*Stated task:* Could you copy these items word for word, keeping every line the same but leaving out the pictures?
───── Supplied information
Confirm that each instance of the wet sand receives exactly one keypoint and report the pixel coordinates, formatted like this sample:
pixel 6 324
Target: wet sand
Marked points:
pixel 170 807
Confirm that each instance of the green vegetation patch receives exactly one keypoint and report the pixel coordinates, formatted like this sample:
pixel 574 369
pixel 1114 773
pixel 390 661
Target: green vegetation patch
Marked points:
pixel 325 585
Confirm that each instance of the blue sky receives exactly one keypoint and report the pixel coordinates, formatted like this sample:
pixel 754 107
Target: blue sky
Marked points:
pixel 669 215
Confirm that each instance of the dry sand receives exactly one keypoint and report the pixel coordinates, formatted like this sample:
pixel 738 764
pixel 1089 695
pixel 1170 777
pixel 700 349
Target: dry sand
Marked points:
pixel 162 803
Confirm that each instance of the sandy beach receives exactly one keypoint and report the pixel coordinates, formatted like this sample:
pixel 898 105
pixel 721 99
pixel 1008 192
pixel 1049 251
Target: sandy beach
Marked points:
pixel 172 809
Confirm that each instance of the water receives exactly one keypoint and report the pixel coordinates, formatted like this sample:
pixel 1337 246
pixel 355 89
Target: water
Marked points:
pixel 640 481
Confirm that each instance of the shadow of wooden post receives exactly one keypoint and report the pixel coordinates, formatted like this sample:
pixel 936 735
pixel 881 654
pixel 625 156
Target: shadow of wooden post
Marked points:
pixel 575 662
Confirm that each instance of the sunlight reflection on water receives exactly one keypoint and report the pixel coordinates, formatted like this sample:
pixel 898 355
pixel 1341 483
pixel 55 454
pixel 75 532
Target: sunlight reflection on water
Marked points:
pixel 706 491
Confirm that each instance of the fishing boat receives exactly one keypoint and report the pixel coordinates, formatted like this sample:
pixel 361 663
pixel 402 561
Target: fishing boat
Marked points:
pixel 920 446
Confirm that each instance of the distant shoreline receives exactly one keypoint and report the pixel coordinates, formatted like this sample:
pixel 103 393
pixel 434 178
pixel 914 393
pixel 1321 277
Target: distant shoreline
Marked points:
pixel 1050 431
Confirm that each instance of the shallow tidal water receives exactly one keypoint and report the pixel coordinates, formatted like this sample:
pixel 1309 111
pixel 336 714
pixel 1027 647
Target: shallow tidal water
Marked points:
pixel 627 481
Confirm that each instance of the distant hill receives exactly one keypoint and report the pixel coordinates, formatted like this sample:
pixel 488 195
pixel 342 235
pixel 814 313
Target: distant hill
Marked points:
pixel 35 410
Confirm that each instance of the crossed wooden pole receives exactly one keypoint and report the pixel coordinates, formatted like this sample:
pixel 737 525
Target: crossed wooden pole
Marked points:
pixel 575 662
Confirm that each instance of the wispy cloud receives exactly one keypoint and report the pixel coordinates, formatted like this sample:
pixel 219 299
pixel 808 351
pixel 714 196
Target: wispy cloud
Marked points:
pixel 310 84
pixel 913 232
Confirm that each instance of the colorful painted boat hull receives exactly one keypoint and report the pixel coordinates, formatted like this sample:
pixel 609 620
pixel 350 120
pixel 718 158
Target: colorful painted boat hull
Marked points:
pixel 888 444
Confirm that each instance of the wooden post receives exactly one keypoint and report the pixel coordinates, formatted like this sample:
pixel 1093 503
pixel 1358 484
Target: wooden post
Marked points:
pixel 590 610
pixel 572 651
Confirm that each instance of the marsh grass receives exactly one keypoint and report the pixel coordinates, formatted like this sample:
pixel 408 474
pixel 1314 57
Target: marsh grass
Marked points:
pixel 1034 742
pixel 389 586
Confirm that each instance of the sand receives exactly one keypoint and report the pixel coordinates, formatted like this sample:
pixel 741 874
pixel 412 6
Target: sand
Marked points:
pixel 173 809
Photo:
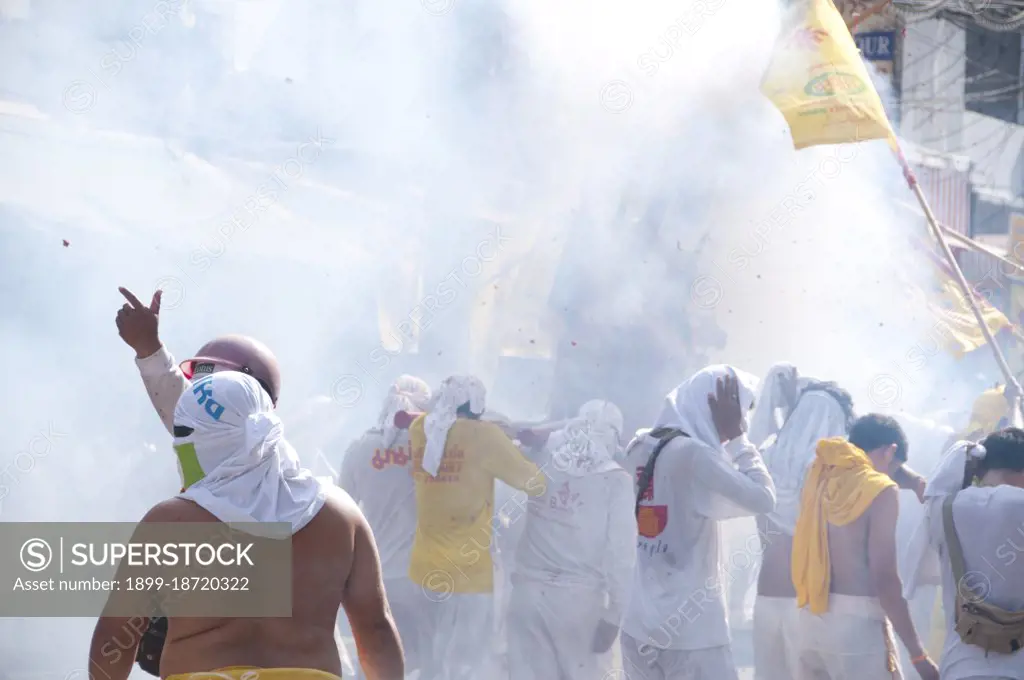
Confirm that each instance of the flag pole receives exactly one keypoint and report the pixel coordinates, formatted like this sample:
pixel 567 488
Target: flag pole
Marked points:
pixel 911 180
pixel 977 247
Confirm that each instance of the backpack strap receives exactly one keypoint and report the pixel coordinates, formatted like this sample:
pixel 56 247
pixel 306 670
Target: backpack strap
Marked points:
pixel 664 435
pixel 952 541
──────────
*Completed task:*
Confirm that each instance of the wet sand receives exactly one keypoint and report the pixel coordinates, formatted like this sample:
pixel 6 324
Target: wet sand
Marked points:
pixel 170 807
Confirm that each instance of the green vegetation patch receives exactly one keypoint and report the pixel coordinates, formatted like this sample:
pixel 574 369
pixel 1114 773
pixel 390 661
Target: green vegetation patch
Marked points:
pixel 325 585
Confirm that each instance of the blue sky receives exactly one keypoint and report the pixel coordinates, formatted like this sample:
pixel 754 107
Target: blue sky
Marked points:
pixel 669 215
Confirm that each instance of the dry sand receives exactly one keypoint and report the pixel coordinates, formatted like this sample:
pixel 738 764
pixel 1089 695
pixel 1170 777
pixel 700 349
Target: dry sand
Marked points:
pixel 162 803
Confirm that each instance of the sandy beach receives exactly one keypoint and report the pixel coordinates, formatted like this sample:
pixel 898 105
pixel 721 99
pixel 1008 192
pixel 1049 251
Target: sandy beach
Marked points:
pixel 172 809
Confirm that each instance of the water receives exactly one keypoint and report the pixel coordinates, formatted like this sample:
pixel 1337 246
pixel 355 89
Target: water
Marked points:
pixel 640 481
Confirm that each instance of the shadow of wooden post receives exactly one keypoint and report the pixel coordinates, formatted like this sample:
pixel 936 735
pixel 881 654
pixel 625 156
Target: shadow of wooden post
Marked points:
pixel 575 662
Confirm that each instance of the sunlight reflection on water receives exactly one keypoint and report the pixel coordinates, formatted like this sample:
pixel 898 355
pixel 1341 483
pixel 55 454
pixel 75 532
Target: sunlight reflection on water
Marked points:
pixel 706 491
Confirm that each instance of the fishing boat receives exactly one keypoint and report the pixel coordinates, formatted like this sample:
pixel 361 663
pixel 402 561
Target: fishing boat
Marked points:
pixel 920 446
Confirm that each instance of the distant shoreline receives exactly one keypoint and report the pixel coordinates, formatted like this sample:
pixel 103 393
pixel 434 178
pixel 914 393
pixel 1321 277
Target: distant shoreline
Marked points:
pixel 1050 431
Confirm that each instance of the shallow tidal water receives exactly one keypoint and report the pixel coordinates, formatted like this sample:
pixel 1309 111
pixel 336 714
pixel 1027 647
Target: shallow tidal water
Marked points:
pixel 627 481
Confirm that each instance of the distant hill receives exactly one keypoint and report the pixel coordinates, formatted like this sample:
pixel 488 195
pixel 342 235
pixel 814 313
Target: distant hill
Marked points:
pixel 35 410
Confirm that each instance of the crossed wooden pole receives exactly one keypoint and report the pixel coordinates, formatted like this sample:
pixel 737 525
Target: crossed wooden pole
Marked points:
pixel 575 662
Confirm that each instance of the wispy cloud receives exactly one keypoint and report the pixel coordinates, formatted like this sample:
pixel 219 299
pixel 808 351
pixel 714 196
Target: wispy cloud
Marked points:
pixel 310 84
pixel 913 232
Confirm that each instance of the colorful painted boat hull receives exactly one keypoint and report the pixel coordinates, formatted like this sample:
pixel 609 620
pixel 350 120
pixel 718 158
Target: colorful painted boat hull
Marked points:
pixel 888 444
Confirm that each instance of the wooden post receives exactly one keypoint and report the pixel coordinates, formatted like this sample:
pixel 1093 503
pixel 1358 484
Target: wooden post
Marked points:
pixel 590 610
pixel 572 651
Confirm that each instance of the marsh grass receives exactly one keypoint and report the pixel coordinates, formatted like this sample:
pixel 408 474
pixel 1314 57
Target: marsh grass
Marked points:
pixel 1034 742
pixel 389 586
Confirm that each instance of the sand receives exactly one keypoint and report the pixel coordinates, formatted like this sample:
pixel 741 874
pixel 412 6
Target: sand
Marked points:
pixel 173 809
Photo:
Confirm that each instance of the flag pole receives exactly one keypoint and report the pixel coordinates, formatted like this sample:
pixel 567 488
Target: flag pole
Marked points:
pixel 911 180
pixel 977 247
Confirm that each instance of the backpack strap receives exactly one keypoint and report the pixel coordinates, formatted like this sample:
pixel 56 247
pixel 306 670
Target: backpack strap
Marked points:
pixel 664 435
pixel 952 541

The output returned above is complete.